** Begin **

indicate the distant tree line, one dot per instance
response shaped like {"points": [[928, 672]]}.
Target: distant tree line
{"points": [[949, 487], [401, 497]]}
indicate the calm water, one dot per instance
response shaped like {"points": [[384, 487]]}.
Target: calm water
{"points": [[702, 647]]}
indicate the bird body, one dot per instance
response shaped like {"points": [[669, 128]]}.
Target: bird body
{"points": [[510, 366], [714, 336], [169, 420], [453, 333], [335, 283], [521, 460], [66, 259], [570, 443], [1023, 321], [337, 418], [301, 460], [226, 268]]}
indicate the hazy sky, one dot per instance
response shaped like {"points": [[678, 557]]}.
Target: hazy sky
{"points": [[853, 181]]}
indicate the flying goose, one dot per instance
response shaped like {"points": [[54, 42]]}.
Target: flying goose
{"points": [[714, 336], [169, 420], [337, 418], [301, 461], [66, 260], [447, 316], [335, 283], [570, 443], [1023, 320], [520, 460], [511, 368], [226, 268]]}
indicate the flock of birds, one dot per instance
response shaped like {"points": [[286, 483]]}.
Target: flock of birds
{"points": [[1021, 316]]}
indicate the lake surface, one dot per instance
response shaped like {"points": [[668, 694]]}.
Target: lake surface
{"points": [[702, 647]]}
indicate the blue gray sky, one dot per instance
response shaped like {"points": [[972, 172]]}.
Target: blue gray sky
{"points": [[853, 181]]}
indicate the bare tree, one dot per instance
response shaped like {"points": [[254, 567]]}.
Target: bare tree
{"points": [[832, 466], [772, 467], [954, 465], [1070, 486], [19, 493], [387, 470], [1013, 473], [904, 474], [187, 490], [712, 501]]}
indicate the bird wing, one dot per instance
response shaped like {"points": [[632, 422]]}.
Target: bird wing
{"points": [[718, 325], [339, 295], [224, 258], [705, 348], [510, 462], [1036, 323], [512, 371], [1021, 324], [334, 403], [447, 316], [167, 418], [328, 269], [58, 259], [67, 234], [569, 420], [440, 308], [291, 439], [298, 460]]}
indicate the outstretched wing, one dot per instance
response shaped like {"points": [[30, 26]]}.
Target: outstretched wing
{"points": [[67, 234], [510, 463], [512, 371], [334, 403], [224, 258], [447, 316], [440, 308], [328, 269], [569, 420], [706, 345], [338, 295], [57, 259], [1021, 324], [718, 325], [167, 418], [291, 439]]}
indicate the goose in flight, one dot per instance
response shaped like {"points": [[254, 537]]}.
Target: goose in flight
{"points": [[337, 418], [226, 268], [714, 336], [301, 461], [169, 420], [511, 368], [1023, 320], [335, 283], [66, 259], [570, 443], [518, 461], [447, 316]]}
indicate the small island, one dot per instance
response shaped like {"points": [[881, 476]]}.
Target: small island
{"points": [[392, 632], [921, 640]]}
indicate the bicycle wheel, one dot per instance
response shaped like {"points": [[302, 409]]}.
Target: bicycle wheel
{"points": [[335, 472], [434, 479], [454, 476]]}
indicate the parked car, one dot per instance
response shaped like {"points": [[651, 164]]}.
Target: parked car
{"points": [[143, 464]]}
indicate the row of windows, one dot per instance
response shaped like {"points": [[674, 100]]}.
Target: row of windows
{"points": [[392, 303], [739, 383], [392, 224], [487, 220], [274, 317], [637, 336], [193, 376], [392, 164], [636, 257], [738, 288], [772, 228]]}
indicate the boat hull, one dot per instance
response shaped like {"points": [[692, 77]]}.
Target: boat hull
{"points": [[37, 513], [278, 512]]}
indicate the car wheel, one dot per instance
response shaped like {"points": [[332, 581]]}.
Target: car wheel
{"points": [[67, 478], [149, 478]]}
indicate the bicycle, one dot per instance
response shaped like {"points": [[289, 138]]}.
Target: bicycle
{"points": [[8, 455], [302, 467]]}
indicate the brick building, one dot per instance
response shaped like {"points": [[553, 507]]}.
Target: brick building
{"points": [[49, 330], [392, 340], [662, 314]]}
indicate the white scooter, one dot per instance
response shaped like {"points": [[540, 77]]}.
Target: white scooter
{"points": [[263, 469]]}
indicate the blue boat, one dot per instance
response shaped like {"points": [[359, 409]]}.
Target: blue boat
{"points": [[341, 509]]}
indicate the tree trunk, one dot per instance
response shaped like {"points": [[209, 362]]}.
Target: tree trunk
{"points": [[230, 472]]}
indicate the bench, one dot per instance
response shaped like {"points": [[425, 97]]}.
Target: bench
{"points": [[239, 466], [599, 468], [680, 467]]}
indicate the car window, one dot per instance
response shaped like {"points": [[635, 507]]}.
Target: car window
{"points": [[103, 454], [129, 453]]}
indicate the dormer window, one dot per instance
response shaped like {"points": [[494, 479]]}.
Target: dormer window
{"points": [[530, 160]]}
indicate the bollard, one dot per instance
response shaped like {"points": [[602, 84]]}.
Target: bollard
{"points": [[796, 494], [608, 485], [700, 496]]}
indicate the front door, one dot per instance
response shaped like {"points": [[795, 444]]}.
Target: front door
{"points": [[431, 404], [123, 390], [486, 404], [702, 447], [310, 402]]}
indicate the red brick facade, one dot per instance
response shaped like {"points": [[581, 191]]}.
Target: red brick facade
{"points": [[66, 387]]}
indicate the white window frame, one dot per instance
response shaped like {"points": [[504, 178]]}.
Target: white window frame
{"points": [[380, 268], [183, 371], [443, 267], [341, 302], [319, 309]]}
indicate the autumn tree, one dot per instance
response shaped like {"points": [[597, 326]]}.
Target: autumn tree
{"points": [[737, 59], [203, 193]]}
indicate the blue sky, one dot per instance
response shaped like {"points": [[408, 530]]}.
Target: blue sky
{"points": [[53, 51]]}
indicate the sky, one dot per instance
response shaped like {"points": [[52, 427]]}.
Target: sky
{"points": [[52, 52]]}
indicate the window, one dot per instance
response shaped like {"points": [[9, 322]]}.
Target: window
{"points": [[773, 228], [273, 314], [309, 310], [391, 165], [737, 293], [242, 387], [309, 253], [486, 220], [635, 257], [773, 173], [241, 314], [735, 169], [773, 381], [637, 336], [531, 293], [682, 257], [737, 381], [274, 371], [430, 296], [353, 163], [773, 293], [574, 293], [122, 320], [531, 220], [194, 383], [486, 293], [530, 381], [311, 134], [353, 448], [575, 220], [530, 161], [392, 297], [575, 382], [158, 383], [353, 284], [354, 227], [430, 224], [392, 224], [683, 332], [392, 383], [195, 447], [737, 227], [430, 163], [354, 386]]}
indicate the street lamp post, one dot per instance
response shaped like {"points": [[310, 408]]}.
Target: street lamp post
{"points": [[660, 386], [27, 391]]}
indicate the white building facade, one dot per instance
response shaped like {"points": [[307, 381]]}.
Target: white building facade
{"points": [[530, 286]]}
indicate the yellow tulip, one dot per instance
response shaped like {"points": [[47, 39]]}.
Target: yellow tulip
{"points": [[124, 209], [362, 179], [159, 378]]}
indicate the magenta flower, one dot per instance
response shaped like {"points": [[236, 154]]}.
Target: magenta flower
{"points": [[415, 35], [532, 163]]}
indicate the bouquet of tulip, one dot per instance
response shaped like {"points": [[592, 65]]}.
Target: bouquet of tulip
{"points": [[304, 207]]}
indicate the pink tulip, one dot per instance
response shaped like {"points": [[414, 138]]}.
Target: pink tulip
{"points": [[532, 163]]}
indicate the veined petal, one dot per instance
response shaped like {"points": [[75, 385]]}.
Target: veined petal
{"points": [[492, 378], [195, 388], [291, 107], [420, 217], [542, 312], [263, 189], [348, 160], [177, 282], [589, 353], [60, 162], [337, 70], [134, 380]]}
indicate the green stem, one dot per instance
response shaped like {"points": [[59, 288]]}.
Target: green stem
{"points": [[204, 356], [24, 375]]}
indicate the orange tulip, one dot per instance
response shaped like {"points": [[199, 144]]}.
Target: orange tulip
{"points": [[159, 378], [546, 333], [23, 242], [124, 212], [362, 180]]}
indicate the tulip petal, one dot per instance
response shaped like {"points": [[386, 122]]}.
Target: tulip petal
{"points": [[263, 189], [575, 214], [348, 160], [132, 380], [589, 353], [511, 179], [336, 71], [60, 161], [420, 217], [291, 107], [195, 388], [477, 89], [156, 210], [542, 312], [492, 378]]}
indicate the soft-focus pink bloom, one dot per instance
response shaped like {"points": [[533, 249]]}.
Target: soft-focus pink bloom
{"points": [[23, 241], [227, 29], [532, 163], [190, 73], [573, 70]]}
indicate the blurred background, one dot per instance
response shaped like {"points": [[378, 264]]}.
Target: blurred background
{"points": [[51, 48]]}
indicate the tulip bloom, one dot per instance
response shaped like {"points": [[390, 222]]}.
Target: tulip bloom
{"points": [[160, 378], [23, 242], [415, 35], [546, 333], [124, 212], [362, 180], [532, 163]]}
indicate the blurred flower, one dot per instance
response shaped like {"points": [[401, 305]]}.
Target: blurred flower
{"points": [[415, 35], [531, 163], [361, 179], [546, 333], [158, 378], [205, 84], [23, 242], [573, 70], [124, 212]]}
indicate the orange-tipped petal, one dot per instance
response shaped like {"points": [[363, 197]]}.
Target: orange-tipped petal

** End **

**Exercise aim**
In the listing above, find the line containing "indicate the blurred background, one", then reproduce it and each line after it through the end, exactly and with nothing added.

**Written answer**
indicate the blurred background, one dot per instance
response shaped like {"points": [[378, 264]]}.
Target: blurred background
{"points": [[51, 48]]}
indicate the tulip bloom, one dot per instance
response shaped like {"points": [[390, 222]]}.
Target: tulip bloom
{"points": [[160, 378], [23, 242], [415, 35], [546, 333], [124, 212], [362, 180], [532, 163]]}
indicate the blurred flower, one dot per instance
response shaped like {"points": [[401, 305]]}.
Target: blurred flower
{"points": [[415, 35], [531, 163], [361, 179], [546, 333], [158, 378], [205, 84], [23, 242], [573, 70], [124, 212]]}
indicate the orange-tipped petal, one dot per instance
response shaped like {"points": [[363, 197]]}.
Target: orange-tipped petal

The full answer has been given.